+++ Given text +++

# Klonopin/Valium as sleeping aid?



## daniel34 (Mar 6, 2007)

I've read a few posts where people take Klonopin as a form of sleep aid. For the past 2 weeks I've been taking about 1 to 1.5 mg of K about an hour before bed and find that it makes me more relaxed and calm. I usually don't have trouble falling asleep whereas before I did. After a few weeks, I'm finding that I may need to augment my dosage to get the same effect. I'm just curious what the difference between K and Valium are as far as the relaxing/calming effect. I'm thinking of asking my doc to prescribe me Valium just to try it out. Does it induce a more relaxed state compared to Klonopin??


----------



## Noca (Jun 24, 2005)

valium supposedly has muscle relaxing properties


----------



## daniel34 (Mar 6, 2007)

Noca said:


> valium supposedly has muscle relaxing properties


Can you please elaborate on this? To me, Klonopin makes me relaxed as well but I'm not sure what part of me is relaxed (it just makes me tired and drowsy). thanks.


----------



## UltraShy (Nov 8, 2003)

Noca said:


> valium supposedly has muscle relaxing properties


I've probably consumed more Valium than most folks on this board and I sure can't find these muscle relaxing properties, but then I didn't suffer from muscle spasms so that could help explain it -- treating a problem that doesn't exist. Valium feels the same as Xanax & Ativan to me. I'm not a fan of Klonopin myself, though many like it and YMMV.

+++

Required action 1
Answer these questions about the forum thread on Klonopin and Valium as sleep aids.
(a) How much Klonopin does daniel34 take, and how long before bed?
(b) What property does Noca say Valium supposedly has?
(c) Which two drugs does UltraShy say Valium feels the same as?
Required action 2
Continue the forum thread on Klonopin and Valium as sleep aids with the next post after UltraShy's reply.

+++ Exercise data +++

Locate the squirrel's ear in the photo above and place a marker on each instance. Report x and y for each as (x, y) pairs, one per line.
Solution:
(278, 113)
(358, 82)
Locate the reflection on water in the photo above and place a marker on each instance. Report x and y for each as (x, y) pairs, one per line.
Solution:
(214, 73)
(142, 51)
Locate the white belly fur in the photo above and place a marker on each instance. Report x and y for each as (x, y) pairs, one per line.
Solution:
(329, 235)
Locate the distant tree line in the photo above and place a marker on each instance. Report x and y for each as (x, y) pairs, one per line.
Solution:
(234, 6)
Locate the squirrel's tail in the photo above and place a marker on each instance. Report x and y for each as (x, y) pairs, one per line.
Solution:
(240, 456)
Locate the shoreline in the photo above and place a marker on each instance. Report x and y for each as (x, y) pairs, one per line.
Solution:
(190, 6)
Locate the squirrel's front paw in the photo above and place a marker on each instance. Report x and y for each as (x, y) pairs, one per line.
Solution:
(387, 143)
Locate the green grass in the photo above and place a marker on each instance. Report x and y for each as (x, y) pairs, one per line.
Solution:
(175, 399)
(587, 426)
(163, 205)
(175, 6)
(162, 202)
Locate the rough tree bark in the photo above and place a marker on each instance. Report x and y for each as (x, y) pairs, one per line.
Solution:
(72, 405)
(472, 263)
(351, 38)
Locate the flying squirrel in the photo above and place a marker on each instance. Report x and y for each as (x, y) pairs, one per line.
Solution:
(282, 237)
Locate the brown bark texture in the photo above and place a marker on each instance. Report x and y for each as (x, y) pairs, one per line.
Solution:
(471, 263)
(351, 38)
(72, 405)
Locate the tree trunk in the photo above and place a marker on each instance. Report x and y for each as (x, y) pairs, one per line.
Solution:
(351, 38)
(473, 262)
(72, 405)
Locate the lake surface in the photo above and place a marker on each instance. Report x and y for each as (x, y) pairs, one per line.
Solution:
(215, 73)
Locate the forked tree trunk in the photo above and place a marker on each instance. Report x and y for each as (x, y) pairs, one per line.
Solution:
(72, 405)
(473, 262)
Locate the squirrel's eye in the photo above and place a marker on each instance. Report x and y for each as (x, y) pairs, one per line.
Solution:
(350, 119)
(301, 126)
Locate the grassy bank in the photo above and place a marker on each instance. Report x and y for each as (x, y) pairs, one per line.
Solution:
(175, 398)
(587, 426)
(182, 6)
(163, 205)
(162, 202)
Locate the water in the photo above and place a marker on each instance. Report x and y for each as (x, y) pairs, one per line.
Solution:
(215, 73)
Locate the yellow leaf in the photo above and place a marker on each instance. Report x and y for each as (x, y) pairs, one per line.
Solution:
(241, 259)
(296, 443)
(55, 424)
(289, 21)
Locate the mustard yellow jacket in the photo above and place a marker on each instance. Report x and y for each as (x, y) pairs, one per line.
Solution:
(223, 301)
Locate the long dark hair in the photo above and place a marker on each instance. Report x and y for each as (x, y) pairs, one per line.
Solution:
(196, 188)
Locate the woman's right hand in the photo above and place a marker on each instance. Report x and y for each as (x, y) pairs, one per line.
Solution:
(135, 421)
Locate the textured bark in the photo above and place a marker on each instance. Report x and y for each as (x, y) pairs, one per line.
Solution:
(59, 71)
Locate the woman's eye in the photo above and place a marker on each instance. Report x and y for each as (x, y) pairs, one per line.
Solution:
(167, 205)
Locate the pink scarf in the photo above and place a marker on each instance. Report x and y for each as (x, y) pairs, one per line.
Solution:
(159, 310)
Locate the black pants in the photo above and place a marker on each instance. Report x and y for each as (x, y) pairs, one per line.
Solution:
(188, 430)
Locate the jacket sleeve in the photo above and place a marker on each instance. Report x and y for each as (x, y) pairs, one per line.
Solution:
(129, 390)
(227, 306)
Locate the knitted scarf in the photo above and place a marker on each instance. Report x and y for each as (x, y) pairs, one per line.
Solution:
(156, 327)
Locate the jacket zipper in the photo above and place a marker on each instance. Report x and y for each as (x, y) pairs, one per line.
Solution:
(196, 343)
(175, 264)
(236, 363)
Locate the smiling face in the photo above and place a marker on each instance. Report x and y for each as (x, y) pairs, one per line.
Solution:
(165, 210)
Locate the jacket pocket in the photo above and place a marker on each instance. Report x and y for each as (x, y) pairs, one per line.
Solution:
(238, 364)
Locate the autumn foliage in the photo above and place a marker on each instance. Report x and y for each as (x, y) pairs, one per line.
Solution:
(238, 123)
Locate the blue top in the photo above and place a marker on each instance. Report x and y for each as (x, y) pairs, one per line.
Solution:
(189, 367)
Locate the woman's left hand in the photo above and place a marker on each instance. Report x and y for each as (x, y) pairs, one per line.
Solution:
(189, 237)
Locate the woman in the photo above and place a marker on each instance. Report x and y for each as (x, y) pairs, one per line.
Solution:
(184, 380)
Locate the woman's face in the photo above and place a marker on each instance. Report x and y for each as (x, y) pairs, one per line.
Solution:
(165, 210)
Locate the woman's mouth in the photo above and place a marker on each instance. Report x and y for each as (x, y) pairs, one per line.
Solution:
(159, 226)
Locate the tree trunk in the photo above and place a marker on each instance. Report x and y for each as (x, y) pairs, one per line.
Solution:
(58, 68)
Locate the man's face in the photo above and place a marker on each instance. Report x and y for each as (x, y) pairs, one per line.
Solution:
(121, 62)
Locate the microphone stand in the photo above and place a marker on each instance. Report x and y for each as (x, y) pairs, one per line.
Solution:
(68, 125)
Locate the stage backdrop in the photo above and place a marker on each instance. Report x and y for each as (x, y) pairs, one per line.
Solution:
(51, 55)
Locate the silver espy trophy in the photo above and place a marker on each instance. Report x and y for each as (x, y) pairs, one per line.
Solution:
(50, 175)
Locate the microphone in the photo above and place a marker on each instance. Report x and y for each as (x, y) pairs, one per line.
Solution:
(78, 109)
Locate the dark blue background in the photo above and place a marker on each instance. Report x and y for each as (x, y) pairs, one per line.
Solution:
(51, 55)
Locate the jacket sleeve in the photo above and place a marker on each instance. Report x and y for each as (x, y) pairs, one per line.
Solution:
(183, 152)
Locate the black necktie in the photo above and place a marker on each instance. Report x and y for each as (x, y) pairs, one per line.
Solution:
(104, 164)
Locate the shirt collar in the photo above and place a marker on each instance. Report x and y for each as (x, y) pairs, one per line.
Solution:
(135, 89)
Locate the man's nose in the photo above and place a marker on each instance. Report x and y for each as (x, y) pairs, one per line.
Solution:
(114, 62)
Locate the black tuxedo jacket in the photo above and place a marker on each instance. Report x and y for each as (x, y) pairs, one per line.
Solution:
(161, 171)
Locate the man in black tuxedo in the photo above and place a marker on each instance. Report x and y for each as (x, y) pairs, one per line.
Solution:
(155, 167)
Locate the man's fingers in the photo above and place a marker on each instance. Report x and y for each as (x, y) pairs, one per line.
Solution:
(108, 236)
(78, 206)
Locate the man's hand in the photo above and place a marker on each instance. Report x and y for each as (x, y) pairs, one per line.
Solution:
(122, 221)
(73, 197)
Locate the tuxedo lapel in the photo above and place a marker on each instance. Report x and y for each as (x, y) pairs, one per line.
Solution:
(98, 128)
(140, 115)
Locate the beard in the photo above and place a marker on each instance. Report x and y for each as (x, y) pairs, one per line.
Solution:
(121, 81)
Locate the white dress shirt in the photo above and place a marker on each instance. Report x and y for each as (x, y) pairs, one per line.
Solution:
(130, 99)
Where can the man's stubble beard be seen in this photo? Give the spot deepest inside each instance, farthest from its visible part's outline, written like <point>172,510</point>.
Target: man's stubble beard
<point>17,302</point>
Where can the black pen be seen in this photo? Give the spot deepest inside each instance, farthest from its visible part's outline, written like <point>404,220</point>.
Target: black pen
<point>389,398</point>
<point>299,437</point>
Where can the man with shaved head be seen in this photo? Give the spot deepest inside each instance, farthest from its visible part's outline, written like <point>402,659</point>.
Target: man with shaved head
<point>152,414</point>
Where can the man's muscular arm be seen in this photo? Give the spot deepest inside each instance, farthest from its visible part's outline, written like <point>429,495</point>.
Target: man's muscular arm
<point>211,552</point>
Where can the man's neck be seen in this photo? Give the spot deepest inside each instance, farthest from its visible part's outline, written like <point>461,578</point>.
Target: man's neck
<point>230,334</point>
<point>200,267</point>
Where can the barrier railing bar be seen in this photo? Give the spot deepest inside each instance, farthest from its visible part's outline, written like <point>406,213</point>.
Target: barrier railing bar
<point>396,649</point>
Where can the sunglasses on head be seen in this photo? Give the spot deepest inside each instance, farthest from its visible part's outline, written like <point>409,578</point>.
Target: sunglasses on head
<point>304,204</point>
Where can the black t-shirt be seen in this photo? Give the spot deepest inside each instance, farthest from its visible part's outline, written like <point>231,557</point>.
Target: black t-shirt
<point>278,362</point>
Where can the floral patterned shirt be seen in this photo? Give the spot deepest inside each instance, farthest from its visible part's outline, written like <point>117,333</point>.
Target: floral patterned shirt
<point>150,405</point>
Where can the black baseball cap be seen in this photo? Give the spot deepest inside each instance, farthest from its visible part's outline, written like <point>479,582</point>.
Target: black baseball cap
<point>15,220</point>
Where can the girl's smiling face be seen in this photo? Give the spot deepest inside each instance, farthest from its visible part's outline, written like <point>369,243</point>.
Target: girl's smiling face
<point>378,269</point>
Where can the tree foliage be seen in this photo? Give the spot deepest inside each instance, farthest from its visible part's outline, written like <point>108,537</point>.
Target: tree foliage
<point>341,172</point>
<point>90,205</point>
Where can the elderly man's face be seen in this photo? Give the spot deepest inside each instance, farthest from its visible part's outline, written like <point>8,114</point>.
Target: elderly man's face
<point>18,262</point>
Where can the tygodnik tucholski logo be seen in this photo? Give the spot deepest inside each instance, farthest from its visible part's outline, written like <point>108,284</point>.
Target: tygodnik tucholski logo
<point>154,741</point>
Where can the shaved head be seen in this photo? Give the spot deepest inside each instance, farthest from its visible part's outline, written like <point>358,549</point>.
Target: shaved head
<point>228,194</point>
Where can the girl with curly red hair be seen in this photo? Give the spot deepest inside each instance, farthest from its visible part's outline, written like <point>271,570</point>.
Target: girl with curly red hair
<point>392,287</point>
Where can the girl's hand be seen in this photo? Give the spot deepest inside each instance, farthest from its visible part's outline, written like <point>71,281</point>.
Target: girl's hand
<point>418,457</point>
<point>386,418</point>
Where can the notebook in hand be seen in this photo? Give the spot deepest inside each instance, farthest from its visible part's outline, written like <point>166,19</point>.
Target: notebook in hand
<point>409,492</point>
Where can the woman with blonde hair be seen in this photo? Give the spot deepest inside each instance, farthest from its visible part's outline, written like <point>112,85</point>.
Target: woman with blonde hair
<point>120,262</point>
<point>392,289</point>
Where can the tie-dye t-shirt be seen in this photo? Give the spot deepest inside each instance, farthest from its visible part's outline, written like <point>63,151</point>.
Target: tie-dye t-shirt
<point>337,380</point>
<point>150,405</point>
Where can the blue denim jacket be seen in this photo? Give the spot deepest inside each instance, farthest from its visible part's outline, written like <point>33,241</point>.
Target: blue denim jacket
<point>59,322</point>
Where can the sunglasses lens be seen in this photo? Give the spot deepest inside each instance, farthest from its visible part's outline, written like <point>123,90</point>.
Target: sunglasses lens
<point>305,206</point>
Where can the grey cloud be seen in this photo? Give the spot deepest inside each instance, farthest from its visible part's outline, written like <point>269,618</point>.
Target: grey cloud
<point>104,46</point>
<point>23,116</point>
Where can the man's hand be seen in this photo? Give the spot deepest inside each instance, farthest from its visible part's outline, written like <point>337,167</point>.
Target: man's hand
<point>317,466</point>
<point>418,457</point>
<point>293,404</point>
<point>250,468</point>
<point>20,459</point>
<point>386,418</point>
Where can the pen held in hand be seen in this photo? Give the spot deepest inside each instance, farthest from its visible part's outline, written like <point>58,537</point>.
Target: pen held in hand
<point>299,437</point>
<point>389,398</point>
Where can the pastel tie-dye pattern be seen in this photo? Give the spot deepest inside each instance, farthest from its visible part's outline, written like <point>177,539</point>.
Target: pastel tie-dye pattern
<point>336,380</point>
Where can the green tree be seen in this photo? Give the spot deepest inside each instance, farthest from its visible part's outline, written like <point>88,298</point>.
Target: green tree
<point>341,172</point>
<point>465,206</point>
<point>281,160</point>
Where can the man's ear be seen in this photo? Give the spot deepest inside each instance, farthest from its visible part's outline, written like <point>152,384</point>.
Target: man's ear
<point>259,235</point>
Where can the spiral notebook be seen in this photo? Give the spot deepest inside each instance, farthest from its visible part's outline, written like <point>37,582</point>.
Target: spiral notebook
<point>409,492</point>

+++

Written response 1
(a) About 1 to 1.5 mg, about an hour before bed.
(b) Muscle relaxing properties.
(c) Xanax and Ativan.

Written response 2
----------



## Speak Easy (Jun 27, 2006)

Don't all benzos have muscle relaxing properties to some degree or another? To the poster: I try to dissuade anyone from using benzos as long-term sleep treatment, because in the long-run, you're only hurting yourself.


----------



## korey (Apr 25, 2006)

Valium produces more sedation than anxiety relief (compared to Xanax, at least). I think Klonopin is more often indicated for anxiety or even convulsions, but as far as benzo sleep aids go, Valium would probably be a better choice than Klonopin.

Before everyone explodes into rants about how benzos are terrible sleep aids because of the tolerance, etc., let me strike to it first! Benzos can make good _short-term_ sleep aids. Benzos do not make good long-term sleep aids because yes, tolerance will eventually build up and they will become useless


----------



## korey (Apr 25, 2006)

Or second, at least :b


----------



## daniel34 (Mar 6, 2007)

Yes, I've only been on Klonopin for a few weeks. Maybe I'll give Valium a try. And thanks for the suggestion about the tolerance side effects. I'm not a big fan of meds itself so I'm considering this a short-term fix.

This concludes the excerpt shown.